## DIRECTIONS
According to the document on crash recovery, what does the canonical recovery algorithm tag every log record with?
━━ DOCUMENT ━━
Copy-On-Write & Immutability

Problem

A logical write often touches several pages or structures, but storage only guarantees atomicity at the granularity of a single sector or page. A crash partway through leaves the data in a torn, half-applied state with no record of what was meant to happen. The naive fix, flushing every modified data page to its final location on each commit, is slow because those locations are scattered (random I/O), and it still gives no way to tell after a crash which writes actually landed. You need two guarantees, durability (a committed change survives a crash) and atomicity (a transaction applies fully or not at all), without paying random-write latency on the commit path.

Solution

Before touching the real data, append a record describing the intended change to a sequential log and flush that log to stable storage. The defining rule is in the name: the log record must reach disk before the data page it describes is allowed to be considered durable. Because the log is append-only it's sequential, so the fsync that makes a commit durable is fast. The actual data pages can be written lazily afterward, or reconstructed from the log if a crash beats them to disk.

After a crash, recovery scans the log and replays it: redo committed changes that hadn't yet reached the data files, and undo changes from transactions that never committed. The canonical algorithm is ARIES, which tags every record with a monotonic log sequence number (LSN), takes periodic checkpoints so recovery needn't start from the beginning of time, and recycles log space once a checkpoint covers it. A useful side effect: since the log is a complete, ordered description of every change, shipping it to another machine reproduces the same state, which is how most replication and change-data-capture is built.

Tradeoffs

PropertyEffect
Write amplificationData is written twice, once to the log and later to its data page
Commit latencyDominated by fsync; group commit batches many transactions into one flush to amortize it
Durability knobYou can relax the commit fsync (async commit) to trade a window of data loss for lower latency
Sequential I/OThe log is append-only, which suits both spinning disks and SSDs and avoids seek-bound random writes
Recovery timeBounded by the checkpoint interval: frequent checkpoints shorten recovery but raise steady-state I/O
Log retentionThe log must be kept until a checkpoint covers it; lagging checkpoints let it grow
ContentionA single shared log can become a concurrency bottleneck under heavy write load

Implementations

Minimal pseudocode

def write(txn, change):
rec = LogRecord(lsn=next_lsn(), txn=txn.id, change=change)
log.append(rec) # sequential, in memory buffer
apply_to_page_cache(change) # data page dirtied, not yet flushed
return rec.lsn
def commit(txn):
log.append(LogRecord(lsn=next_lsn(), txn=txn.id, type=COMMIT))
log.fsync() # the durability point
# data pages flush lazily later, or get replayed on recovery
def recover():
last_ckpt = find_last_checkpoint()
committed = set()
for rec in log.scan_from(last_ckpt): # redo pass
if rec.type == COMMIT:
committed.add(rec.txn)
elif rec.lsn > page_lsn(rec.change.page):
redo(rec.change) # change hadn't reached the page
for txn in in_progress_but_not(committed): # undo pass
rollback(txn)
━━━
━━ LISTED RECORDS ━━
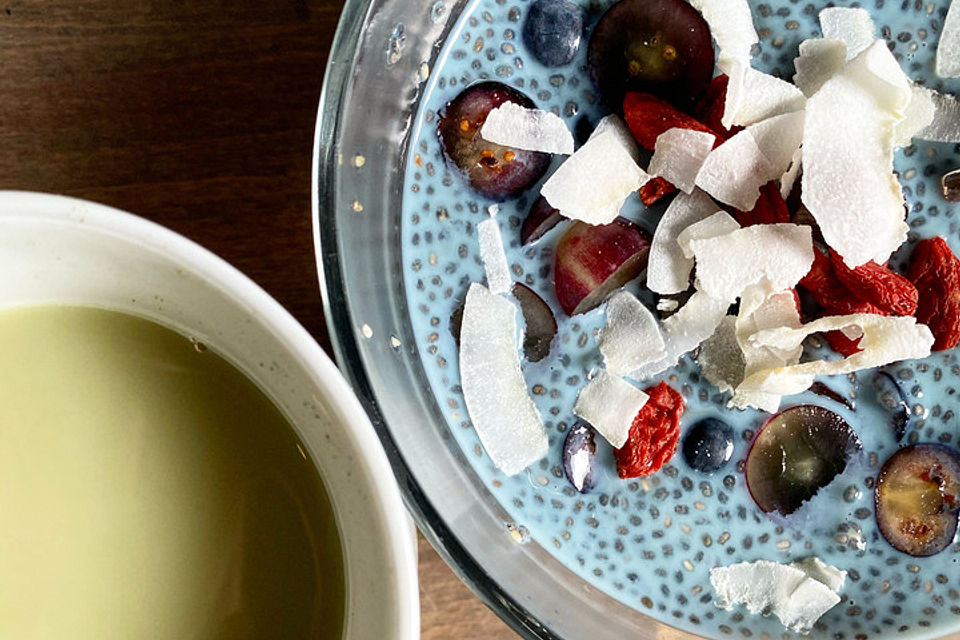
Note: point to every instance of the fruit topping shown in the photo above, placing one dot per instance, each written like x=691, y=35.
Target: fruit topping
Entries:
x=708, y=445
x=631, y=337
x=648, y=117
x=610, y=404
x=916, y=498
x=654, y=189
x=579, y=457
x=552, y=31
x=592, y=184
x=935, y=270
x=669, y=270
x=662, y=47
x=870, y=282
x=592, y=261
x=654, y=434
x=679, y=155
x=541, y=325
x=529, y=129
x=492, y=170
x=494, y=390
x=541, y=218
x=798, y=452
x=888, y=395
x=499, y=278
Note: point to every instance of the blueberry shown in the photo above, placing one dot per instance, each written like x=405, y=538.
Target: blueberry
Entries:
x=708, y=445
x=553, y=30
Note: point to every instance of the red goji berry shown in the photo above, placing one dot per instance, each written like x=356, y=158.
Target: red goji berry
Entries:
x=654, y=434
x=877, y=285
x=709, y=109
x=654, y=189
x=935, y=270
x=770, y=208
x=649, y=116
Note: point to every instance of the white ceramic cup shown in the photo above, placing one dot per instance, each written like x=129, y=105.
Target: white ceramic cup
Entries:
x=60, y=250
━━━
━━ LISTED RECORDS ━━
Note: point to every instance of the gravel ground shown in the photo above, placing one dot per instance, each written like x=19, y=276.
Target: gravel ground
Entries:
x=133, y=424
━━━
━━ LISTED RECORDS ━━
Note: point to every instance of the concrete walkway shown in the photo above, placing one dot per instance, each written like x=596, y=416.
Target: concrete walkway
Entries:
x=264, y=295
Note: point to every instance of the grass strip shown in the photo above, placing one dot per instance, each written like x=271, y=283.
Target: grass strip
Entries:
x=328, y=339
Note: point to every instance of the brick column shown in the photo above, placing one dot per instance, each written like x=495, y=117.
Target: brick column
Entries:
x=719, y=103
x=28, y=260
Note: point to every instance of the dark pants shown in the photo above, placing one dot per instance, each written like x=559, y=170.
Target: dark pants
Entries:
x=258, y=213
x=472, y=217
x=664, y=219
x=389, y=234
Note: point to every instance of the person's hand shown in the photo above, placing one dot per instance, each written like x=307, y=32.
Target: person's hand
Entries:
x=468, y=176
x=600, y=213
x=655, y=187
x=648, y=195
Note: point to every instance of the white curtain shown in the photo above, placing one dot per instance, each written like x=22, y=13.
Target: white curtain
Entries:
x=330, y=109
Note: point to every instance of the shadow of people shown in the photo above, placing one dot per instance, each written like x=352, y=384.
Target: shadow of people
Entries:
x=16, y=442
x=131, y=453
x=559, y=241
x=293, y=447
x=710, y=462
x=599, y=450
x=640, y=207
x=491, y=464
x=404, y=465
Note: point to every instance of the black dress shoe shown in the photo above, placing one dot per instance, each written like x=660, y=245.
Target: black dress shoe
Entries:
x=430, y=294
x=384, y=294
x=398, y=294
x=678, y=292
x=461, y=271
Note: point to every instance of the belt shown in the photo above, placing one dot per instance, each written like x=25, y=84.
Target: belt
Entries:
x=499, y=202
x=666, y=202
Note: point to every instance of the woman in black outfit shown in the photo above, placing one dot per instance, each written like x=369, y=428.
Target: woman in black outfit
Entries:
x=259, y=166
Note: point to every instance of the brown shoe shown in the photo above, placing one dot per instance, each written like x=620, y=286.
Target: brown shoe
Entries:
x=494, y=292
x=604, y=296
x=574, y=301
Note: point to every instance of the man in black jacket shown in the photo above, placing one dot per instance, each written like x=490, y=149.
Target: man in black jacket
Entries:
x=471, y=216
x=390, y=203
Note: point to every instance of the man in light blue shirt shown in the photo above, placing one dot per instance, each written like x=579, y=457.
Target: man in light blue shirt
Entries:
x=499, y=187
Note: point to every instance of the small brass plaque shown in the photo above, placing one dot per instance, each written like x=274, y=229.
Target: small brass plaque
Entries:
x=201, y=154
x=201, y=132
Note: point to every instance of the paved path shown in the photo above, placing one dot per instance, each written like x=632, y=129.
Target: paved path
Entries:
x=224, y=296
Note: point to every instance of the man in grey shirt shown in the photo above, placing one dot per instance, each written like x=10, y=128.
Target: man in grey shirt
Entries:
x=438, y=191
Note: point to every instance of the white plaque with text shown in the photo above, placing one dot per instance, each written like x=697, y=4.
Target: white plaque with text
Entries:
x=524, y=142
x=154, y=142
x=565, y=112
━━━
## THE SOLUTION
A monotonic log sequence number (LSN).